## Start Data shown
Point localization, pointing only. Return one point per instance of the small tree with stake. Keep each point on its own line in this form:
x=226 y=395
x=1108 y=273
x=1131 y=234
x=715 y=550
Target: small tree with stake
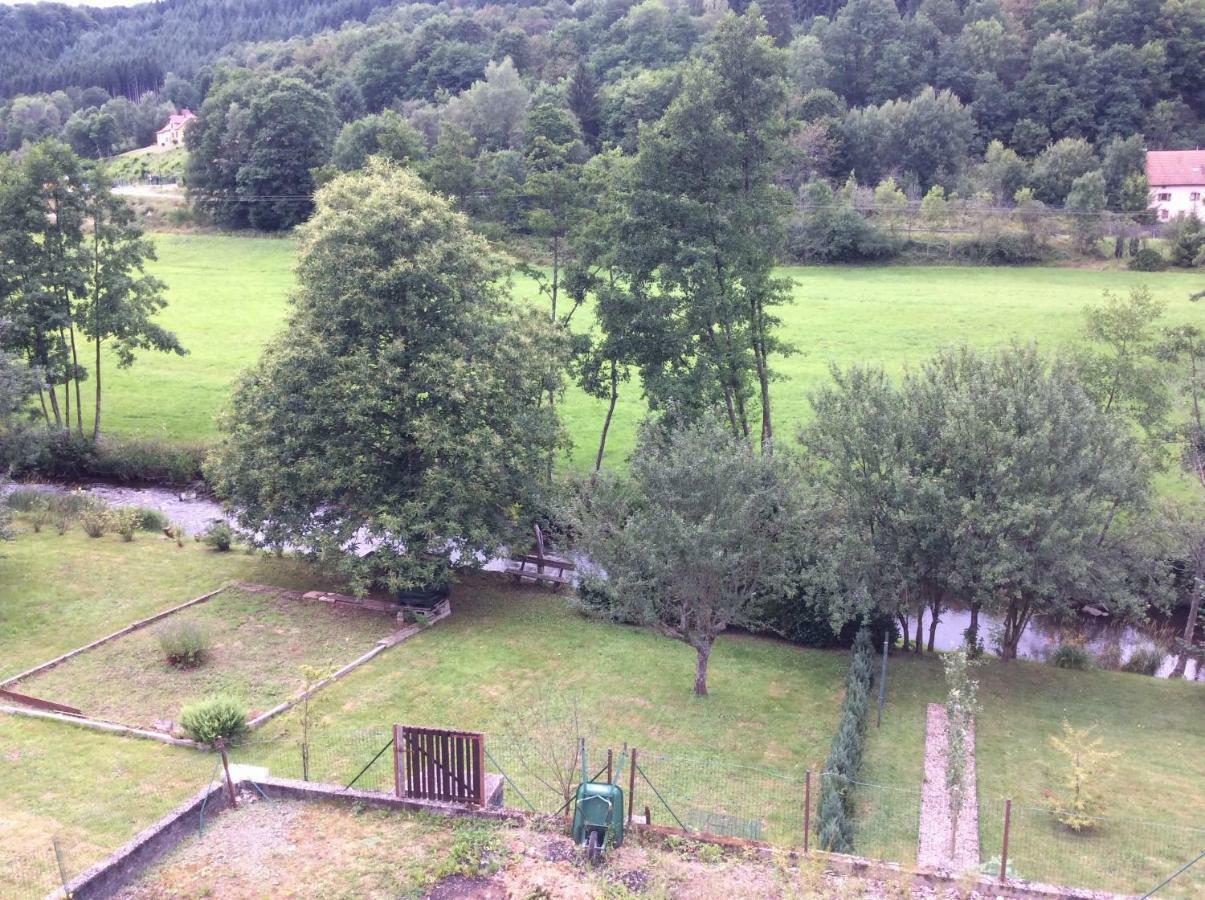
x=697 y=539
## End Data shown
Reproduce all the records, substituting "young tree with support" for every occurrence of "small tree with stake" and changing nothing else. Omit the pictures from your answer.

Point localization, pointing only. Return one point per instance of the young tree with support. Keep each point on its own line in this form:
x=226 y=395
x=1108 y=273
x=1131 y=234
x=715 y=550
Target: young tree with support
x=697 y=539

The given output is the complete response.